_Vorliegender Textauszug_:
Doch welches Gebiet genau ist hier mit den "Volksrepubliken" gemeint? Die Separatisten in Luhansk und Donezk halten nur einen kleinen Teil der eigentlichen Oblaste, wie die Verwaltungsbezirke in der Ukraine heißen. Die sogenannte Kontaktlinie zwischen den Kämpfern der abtrünnigen Gebiete und den Soldaten der ukrainischen Armee verläuft mitten durch die beiden ukrainischen Regionen.
Auch westliche Beobachter rätselten, wie der Kreml die "Volksrepubliken" definiert. Zumal das Abkommen, das Putin kurz nach der Anerkennung der abtrünnigen ukrainischen Gebiete mit diesen unterzeichnete, keine konkreten Angaben dazu macht.
Der Kreml selbst äußerte sich unklar. Die "Volksrepubliken" seien anerkannt "innerhalb der Grenzen, in denen sie ausgerufen wurden", sagte Sprecher Dmitri Peskow laut Agentur Interfax. Später ergänze er, es gehe um Grenzen, "innerhalb derer sie existieren". Näher wollte er sich aber nicht äußern.
Das russische Außenministerium erklärte in der Nacht, dass es zu früh für Diskussionen über Grenzen sei. Bevor über die genauen Grenzen der für unabhängig erklärten ostukrainischen Gebiete diskutiert werde, müssten Freundschaftsverträge mit Luhansk und Donezk unterzeichnet werden, hieß es laut der Nachrichtenagentur RIA. Am Dienstagvormittag teilte das Ministerium laut Agentur Interfax mit, dass Russland die beiden ostukrainischen Gebiete in den Grenzen anerkenne, die die Separatisten gegenwärtig kontrollieren. Russland wolle die Beziehungen zur Ukraine nicht kappen, hieß es weiter.

_Aufgabenstellung_:
Nenne bitte alle Formulierungen, mit denen die russische Seite im Textauszug über die "Volksrepubliken" die Grenzen beschreibt, in denen sie die Gebiete anerkennt. Das Material stammt aus einer anderen Quelle als der Textauszug.

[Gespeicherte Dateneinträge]
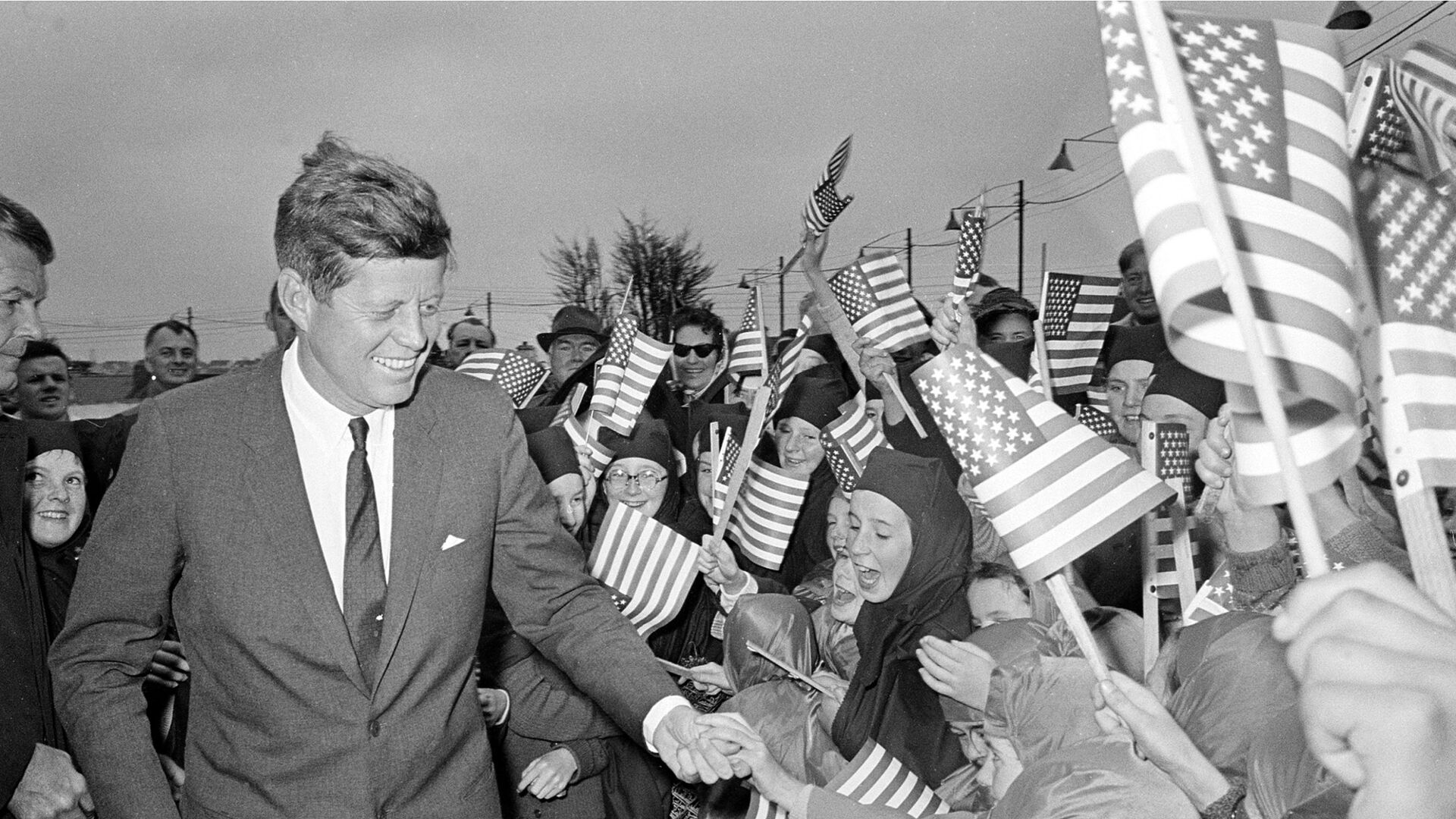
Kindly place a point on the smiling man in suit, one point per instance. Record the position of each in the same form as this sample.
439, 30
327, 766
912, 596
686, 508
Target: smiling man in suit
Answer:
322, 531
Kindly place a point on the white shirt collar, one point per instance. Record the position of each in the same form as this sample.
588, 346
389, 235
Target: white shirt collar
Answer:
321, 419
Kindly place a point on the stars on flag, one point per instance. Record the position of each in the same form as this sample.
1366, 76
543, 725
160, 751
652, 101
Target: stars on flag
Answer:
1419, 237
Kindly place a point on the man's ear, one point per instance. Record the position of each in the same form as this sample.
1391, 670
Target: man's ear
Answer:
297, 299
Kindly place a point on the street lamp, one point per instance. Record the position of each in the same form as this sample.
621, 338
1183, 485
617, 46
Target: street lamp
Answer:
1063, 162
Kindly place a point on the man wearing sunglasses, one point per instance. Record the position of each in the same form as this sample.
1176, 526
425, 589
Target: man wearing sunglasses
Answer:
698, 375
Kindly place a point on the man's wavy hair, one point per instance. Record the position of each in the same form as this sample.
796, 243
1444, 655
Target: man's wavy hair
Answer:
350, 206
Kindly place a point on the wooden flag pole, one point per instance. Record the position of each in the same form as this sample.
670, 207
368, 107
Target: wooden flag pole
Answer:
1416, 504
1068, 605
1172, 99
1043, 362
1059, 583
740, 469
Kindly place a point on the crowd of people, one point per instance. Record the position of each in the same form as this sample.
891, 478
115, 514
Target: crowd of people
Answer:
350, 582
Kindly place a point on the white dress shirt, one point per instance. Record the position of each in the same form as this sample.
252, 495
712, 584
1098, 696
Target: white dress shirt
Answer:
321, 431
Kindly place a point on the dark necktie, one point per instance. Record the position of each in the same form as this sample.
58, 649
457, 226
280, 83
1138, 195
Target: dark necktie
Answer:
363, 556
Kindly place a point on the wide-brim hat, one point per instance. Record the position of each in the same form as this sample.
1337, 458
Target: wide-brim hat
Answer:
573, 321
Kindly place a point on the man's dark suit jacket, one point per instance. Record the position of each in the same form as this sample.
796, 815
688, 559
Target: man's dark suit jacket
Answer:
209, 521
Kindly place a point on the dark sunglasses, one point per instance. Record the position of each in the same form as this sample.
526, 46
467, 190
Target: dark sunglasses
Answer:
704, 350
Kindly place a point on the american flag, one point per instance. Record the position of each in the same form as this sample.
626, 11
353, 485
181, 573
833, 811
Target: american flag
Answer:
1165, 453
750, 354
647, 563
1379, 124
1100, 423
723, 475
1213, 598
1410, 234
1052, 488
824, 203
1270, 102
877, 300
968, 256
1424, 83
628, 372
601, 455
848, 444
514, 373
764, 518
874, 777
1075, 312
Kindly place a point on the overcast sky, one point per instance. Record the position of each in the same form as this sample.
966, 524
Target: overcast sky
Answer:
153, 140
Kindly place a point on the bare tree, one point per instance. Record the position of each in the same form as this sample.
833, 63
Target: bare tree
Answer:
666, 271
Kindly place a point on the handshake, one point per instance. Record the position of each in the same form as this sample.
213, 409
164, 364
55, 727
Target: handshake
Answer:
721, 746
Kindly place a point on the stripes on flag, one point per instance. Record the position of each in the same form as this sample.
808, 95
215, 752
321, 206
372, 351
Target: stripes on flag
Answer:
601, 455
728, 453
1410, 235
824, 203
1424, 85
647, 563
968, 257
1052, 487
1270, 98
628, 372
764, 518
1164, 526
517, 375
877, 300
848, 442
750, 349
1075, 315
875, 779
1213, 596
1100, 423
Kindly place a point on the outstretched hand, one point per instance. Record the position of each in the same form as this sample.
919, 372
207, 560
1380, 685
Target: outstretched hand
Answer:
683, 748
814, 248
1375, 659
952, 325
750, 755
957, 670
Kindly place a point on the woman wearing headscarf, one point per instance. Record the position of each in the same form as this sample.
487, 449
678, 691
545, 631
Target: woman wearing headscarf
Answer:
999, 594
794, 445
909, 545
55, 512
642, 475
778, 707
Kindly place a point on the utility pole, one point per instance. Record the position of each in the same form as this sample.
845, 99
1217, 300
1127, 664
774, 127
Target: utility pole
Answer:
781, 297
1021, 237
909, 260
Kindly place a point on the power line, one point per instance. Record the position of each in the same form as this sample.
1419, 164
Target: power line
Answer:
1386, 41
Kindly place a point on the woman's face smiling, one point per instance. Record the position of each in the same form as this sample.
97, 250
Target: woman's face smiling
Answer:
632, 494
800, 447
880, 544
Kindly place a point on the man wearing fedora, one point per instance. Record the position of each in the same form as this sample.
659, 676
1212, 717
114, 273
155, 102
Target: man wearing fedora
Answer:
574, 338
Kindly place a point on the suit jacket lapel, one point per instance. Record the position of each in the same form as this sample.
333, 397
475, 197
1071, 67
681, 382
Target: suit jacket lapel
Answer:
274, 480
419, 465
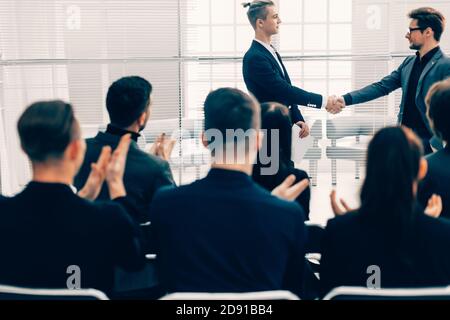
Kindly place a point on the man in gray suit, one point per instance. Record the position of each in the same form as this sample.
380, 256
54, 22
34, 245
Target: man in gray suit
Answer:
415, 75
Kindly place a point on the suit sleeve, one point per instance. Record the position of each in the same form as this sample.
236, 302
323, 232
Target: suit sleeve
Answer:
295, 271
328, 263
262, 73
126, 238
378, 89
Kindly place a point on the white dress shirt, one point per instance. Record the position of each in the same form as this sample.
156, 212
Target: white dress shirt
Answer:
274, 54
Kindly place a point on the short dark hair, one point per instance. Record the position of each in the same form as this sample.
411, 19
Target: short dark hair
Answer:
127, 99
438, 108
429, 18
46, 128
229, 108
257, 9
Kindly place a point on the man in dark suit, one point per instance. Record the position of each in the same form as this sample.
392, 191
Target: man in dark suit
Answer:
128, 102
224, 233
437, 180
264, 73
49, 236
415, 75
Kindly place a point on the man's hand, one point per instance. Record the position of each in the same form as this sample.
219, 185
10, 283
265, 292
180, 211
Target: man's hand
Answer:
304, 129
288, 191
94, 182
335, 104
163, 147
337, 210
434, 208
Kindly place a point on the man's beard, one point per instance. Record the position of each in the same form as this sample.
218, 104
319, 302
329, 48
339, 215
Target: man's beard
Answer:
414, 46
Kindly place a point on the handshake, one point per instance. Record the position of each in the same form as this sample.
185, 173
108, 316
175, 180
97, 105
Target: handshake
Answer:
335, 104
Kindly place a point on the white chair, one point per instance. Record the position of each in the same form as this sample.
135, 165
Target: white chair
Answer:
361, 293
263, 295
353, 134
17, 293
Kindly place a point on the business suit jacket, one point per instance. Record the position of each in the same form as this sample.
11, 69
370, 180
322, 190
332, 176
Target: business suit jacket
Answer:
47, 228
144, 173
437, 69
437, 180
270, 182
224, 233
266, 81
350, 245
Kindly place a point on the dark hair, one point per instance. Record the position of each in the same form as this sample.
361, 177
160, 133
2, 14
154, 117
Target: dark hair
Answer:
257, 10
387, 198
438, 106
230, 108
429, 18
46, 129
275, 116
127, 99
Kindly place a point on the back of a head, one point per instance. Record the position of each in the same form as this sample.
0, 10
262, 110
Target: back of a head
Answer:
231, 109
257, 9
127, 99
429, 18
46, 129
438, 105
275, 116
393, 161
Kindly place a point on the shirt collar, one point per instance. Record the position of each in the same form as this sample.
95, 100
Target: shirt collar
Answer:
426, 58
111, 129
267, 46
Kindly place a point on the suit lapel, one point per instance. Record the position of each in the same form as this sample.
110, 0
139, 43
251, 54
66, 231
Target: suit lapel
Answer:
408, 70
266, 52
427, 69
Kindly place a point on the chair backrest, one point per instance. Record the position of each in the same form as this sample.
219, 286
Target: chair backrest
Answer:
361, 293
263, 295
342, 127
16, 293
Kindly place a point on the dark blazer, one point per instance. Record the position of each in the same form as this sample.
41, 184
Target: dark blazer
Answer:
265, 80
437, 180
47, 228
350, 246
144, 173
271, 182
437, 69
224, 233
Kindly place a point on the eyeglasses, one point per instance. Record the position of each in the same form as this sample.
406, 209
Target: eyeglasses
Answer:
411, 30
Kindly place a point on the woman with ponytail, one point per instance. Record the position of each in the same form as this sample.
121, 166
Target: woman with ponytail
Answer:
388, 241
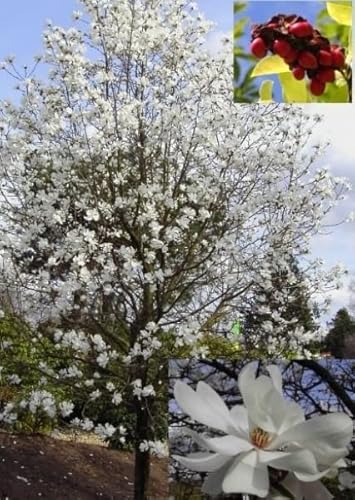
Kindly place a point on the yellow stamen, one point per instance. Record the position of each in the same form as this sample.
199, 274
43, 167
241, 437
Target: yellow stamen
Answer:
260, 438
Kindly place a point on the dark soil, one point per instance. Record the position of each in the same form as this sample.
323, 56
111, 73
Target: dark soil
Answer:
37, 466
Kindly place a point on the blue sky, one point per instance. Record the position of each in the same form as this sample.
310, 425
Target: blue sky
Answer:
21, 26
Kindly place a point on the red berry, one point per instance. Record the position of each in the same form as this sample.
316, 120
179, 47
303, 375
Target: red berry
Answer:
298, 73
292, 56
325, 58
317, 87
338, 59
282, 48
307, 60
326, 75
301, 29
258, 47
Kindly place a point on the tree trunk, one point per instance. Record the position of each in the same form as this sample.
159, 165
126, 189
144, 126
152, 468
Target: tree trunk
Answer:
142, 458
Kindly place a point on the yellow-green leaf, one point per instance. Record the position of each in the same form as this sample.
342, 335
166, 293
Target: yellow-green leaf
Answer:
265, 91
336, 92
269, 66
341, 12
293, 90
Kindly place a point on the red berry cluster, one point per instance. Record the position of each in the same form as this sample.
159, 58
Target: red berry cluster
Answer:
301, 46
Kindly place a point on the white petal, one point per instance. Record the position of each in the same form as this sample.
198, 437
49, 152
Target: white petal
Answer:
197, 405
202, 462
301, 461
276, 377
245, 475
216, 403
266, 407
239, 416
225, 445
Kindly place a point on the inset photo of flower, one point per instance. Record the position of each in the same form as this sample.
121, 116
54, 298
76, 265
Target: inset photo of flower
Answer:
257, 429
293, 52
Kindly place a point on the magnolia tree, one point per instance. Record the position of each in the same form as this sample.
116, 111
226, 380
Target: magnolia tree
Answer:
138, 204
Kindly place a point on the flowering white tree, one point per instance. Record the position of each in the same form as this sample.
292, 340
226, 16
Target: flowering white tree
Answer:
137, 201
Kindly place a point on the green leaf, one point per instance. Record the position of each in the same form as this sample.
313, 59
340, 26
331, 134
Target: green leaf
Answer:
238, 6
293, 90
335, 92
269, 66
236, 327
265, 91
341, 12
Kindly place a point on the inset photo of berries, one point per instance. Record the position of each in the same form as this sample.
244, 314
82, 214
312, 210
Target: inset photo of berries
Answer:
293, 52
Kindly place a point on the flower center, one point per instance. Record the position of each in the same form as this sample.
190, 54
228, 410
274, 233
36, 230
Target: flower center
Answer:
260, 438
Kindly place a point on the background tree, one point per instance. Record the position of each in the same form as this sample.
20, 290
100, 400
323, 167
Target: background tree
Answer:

_Erwartete Antwort_:
- "innerhalb der Grenzen, in denen sie ausgerufen wurden" (Kremlsprecher Dmitri Peskow)
- Grenzen, "innerhalb derer sie existieren" (Kremlsprecher Dmitri Peskow)
- in den Grenzen, die die Separatisten gegenwärtig kontrollieren (russisches Außenministerium)